- **SOURCE PASSAGE**:
>> Start
Changes in the Organisation and Provision of Social Housing Since 1980
Did the Housing Act of 1980, which granted tenants the “right to buy” council property, along with other housing policy geared towards a neo-liberal attitude to economics and the housing market, such as the stock transfer from local authorities to housing associations, the direct payment of housing benefit into tenants accounts and rent increases due to deregulation eventually lead to increased social polarisation between rich and poor and, in particular, homelessness in urban environments? If so, how did this happen and what were the implications of this policy on the present housing climate?
Introduction to Problem
The Housing Act of 1980 was a flagship policy by the newly elected Conservative government. It allowed five million tenants the right to buy their council house from the local authority at a reduced rate. This “opportunity” to buy was extended further in years to come, and was used primarily as a means to reduce the amount of council owned housing in favour of a number of other economic models more conducive to the right wing Conservative party ideology. The central principles of the “right to buy” policy, intended to reduce the amount of publicly owned housing stock, was eventually extended to include initiatives for councils to “voluntarily” give up their hold on their housing property. This included the allowance of private landlord ownership, the selling of council property though “voluntary transfers”, and also continued into present Blairite policy with the “Arms Length Management Association”. While the 1980 Housing Act provided revenue for run down council estates and their tenants, and also allowed working-class tenants an opportunity to get onto the property ladder, it also contributed to fuelling a growing minority of underclass citizens, who were deprived of the council housing stock on which they were previously reliant, and were subsequently forced into a cycle of unemployment and homelessness. Although housing stock was overinflated in comparison to other capitalist countries in the 1980s, and the Housing Act was initially beneficial in many ways to the owner of the housing association. Other policies that directly affected housing stock also reflected this trend towards neo-liberalism and a policy of equal responsibility, whether the citizen was rich or poor. These policies include the stock transfer from local authorities to housing associations, rent increases due to the deregulation of the housing sector and the payment of housing benefit directly into a tenants bank account rather than to the landlord. This resulted in an increase in homelessness and social polarisation between the rich and poor.
A great deal of literature has been written on how Thatcherism has affected British housing and the effects that this had on the development of homelessness. “The British Political Process: An Introduction” (Wright, 2000, pp. 30-3), along with Jean Conway’s “Housing Policy” (2000) offer a good general overview of the policies forwarded and their effects this had on the power of local councils, as well as an analysis of their motivations for instigating these privatisation policies. Wright includes some details on how the Housing Acts tended to profit smaller, richer rural councils to the detrement of poorer communities, and both books go into detail about the 1988 and 1989 Housing Acts, the latter of which forced council rents up, which meant that they were unable to fund any major repairs or new building on their housing stock. Anne Power (1993) in “Hovels to High Rise” stresses that the “right to buy” polarised the market because it left behind those who aspired to buying their council house, but couldn’t afford it. Similarly, Andy Thornley (1992) in “The Crisis of London” comments that, despite the intentions for “right to buy” to raise revenues to fund the regeneration of squalid and neglected housing estates, very little money was actually raised to reinvest in council housing because of the restrictions in place on capital receipts (p. 15). This, coupled with the deregulation of the private rented sector of the housing market in the Housing Act of 1988, led to a substantial increase of the price of rental accommodation and an increased inability for people on lower incomes to pay their housing associated costs (pp. 10-24). Tim Blackman (1995) in “Urban Policy in Practice” also comments that because the better parts of Britain’s publicly owned housing stock has been sold off, many of Britain’s remaining council estates have effectively become “welfare ghettos” (p. 153), and rife with drugs, poverty and squalid housing.
>> End
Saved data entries
>> Start
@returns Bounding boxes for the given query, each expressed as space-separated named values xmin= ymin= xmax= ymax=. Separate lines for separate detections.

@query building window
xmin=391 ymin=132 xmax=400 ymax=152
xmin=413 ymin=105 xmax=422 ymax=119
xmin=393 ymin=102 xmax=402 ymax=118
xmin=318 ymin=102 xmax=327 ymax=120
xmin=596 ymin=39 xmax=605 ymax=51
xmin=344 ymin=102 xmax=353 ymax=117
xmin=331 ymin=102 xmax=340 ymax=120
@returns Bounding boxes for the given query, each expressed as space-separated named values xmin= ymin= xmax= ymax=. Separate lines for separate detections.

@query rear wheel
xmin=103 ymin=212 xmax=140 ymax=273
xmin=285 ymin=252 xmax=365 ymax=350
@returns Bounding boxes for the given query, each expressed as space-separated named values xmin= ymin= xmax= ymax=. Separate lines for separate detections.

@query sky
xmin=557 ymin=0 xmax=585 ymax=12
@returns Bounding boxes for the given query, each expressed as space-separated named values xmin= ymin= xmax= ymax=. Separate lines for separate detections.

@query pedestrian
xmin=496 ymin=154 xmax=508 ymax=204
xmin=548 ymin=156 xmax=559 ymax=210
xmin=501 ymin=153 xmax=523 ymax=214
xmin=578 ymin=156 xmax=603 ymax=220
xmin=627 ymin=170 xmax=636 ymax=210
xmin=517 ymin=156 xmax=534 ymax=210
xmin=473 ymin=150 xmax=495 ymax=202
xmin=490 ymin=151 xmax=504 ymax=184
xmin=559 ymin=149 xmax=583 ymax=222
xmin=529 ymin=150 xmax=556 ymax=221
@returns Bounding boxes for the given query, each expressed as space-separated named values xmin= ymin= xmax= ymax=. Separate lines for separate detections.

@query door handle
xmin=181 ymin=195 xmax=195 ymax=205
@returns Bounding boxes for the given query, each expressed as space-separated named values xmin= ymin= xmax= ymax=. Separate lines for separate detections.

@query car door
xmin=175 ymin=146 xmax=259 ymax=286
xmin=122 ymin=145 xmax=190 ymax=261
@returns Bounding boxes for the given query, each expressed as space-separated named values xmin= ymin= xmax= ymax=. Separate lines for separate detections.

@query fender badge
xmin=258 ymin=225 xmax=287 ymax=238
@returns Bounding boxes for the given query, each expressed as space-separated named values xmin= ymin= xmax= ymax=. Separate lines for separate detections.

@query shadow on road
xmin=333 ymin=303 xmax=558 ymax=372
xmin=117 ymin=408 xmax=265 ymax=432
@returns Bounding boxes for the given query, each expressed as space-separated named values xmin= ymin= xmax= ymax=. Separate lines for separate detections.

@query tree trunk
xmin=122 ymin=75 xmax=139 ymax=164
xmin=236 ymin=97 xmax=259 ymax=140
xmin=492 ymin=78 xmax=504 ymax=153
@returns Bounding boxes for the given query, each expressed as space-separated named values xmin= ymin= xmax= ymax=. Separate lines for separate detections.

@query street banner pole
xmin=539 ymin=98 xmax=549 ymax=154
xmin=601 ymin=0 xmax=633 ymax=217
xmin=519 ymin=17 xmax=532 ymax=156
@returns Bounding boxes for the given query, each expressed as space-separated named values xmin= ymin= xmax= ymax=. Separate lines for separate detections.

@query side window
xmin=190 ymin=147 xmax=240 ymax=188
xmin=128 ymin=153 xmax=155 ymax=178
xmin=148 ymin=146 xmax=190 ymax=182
>> End
>> Start
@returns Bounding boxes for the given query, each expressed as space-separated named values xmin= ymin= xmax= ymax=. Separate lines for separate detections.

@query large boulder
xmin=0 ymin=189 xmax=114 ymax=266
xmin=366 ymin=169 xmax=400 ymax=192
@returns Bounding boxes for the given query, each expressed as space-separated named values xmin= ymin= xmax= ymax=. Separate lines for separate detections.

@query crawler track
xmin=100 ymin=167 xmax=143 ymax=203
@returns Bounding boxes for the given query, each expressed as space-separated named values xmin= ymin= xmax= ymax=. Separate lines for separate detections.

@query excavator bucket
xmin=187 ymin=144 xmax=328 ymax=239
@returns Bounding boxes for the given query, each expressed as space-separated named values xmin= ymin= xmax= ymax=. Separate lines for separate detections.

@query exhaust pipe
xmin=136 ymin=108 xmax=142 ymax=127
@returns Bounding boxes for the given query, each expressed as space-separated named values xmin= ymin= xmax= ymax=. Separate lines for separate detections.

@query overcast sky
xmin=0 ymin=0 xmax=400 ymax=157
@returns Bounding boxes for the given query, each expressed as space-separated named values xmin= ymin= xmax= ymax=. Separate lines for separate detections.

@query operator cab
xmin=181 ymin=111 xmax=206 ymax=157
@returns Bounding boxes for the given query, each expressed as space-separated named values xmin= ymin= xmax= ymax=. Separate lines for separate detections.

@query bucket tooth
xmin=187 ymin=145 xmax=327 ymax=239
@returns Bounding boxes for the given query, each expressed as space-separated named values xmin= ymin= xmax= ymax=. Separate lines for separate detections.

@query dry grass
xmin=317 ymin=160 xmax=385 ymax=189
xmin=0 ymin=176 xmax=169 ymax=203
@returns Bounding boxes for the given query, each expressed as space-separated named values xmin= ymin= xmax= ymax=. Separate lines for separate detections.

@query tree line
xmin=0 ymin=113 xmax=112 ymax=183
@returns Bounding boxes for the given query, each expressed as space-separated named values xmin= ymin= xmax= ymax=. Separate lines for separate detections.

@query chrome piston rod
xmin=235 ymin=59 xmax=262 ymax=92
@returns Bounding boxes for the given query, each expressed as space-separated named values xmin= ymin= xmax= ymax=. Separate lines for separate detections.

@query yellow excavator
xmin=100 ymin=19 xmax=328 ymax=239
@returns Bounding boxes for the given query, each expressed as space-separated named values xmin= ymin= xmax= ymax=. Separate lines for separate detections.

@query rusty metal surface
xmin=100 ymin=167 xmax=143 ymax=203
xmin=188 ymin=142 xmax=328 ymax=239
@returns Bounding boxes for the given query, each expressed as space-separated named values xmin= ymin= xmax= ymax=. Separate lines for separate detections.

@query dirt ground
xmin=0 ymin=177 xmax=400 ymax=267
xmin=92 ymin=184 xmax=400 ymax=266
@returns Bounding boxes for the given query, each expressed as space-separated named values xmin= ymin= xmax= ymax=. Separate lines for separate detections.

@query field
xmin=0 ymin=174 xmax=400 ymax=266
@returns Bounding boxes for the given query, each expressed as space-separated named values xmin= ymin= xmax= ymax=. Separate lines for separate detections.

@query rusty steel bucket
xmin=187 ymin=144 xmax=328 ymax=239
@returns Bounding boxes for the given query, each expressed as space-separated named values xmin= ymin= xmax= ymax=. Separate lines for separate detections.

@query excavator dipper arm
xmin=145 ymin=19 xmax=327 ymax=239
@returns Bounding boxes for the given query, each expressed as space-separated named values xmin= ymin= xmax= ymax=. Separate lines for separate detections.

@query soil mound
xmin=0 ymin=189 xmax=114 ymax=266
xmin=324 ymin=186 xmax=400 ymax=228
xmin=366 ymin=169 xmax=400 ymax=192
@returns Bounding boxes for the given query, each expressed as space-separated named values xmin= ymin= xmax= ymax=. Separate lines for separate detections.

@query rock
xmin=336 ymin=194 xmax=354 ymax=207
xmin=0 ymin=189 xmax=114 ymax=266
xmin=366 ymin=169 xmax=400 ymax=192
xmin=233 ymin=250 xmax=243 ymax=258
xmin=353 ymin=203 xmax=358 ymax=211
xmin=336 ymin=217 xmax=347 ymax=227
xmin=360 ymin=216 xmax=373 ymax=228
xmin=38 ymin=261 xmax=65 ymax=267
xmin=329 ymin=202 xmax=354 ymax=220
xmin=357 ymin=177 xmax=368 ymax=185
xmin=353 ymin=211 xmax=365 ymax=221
>> End
>> Start
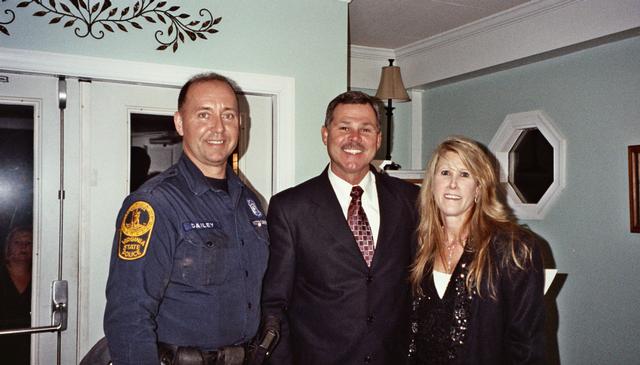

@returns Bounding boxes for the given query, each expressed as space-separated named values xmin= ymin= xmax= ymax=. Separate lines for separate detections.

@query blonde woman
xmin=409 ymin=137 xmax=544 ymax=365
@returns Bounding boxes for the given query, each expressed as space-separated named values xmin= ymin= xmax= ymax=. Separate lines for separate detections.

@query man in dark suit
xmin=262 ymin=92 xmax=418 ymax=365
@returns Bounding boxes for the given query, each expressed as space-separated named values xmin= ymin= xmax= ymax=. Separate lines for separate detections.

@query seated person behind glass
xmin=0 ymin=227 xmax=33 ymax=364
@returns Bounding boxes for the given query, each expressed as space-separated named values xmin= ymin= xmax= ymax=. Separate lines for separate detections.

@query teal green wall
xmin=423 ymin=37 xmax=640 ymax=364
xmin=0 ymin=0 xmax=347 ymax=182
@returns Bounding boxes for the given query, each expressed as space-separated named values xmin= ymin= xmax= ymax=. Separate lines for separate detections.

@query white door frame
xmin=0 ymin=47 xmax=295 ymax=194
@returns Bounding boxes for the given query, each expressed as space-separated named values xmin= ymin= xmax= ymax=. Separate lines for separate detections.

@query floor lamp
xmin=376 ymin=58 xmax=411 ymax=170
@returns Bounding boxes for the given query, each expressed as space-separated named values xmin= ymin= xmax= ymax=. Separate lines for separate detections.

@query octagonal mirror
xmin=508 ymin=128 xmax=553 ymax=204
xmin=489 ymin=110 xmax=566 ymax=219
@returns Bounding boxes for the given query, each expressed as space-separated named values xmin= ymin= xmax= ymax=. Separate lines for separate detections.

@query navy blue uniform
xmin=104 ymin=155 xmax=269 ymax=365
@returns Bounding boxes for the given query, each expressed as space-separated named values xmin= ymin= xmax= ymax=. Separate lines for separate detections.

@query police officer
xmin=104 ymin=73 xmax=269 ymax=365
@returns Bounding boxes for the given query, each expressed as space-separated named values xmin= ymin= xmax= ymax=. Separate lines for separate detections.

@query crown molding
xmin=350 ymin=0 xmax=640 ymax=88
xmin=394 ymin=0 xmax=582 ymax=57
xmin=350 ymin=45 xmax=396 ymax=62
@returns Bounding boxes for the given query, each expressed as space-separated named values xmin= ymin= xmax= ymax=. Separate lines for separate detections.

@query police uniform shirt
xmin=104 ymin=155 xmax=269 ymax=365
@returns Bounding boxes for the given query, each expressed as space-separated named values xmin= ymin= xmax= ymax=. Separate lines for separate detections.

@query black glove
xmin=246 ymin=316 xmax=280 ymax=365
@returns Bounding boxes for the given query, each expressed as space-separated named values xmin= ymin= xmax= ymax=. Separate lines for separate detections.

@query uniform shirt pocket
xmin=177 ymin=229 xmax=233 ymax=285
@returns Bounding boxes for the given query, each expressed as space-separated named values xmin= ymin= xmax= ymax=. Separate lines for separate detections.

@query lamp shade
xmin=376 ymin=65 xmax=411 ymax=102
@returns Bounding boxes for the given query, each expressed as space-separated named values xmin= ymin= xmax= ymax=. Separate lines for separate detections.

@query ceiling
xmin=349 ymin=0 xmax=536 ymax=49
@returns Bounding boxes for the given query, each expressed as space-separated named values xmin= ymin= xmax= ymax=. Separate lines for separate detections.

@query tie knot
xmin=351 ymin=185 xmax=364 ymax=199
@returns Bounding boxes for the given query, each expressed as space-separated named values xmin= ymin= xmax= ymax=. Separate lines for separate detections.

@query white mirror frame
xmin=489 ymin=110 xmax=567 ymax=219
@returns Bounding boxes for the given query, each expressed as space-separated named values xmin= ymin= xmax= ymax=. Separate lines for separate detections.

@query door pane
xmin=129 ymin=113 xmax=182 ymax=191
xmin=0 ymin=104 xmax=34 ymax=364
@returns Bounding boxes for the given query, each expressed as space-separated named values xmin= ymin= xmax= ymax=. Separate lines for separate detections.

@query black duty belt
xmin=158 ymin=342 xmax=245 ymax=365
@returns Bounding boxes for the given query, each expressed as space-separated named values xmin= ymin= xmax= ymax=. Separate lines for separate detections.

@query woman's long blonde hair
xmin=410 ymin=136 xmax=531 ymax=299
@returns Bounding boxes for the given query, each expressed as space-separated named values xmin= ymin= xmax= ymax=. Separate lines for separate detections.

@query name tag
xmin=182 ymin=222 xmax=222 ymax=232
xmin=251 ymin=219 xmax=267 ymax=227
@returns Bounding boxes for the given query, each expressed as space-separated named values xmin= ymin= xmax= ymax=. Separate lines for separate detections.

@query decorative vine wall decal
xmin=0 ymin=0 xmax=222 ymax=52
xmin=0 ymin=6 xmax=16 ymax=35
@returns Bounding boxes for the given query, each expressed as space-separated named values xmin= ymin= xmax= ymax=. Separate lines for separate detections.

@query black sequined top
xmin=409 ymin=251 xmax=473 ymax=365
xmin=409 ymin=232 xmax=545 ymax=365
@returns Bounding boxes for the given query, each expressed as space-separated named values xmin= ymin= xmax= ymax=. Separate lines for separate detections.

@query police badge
>> End
- **STATED GOAL A**:
According to the social housing text, why was very little money from "right to buy" actually reinvested in council housing, even though the policy was meant to fund the regeneration of neglected estates? Answer in one to three sentences.
- **STATED GOAL B**:
Answer these questions from the social housing text:
(i) How many tenants did the Housing Act of 1980 allow to buy their council house?
(ii) Which Housing Act deregulated the private rented sector of the housing market?
(iii) Which book describes many of Britain's remaining council estates as "welfare ghettos"?

- **EXERCISE SOLUTION A**:
Very little money was reinvested because restrictions were in place on capital receipts. The text cites Andy Thornley's "The Crisis of London" (1992) for this point.

- **EXERCISE SOLUTION B**:
(i) Five million tenants.
(ii) The Housing Act of 1988.
(iii) "Urban Policy in Practice," by Tim Blackman (1995).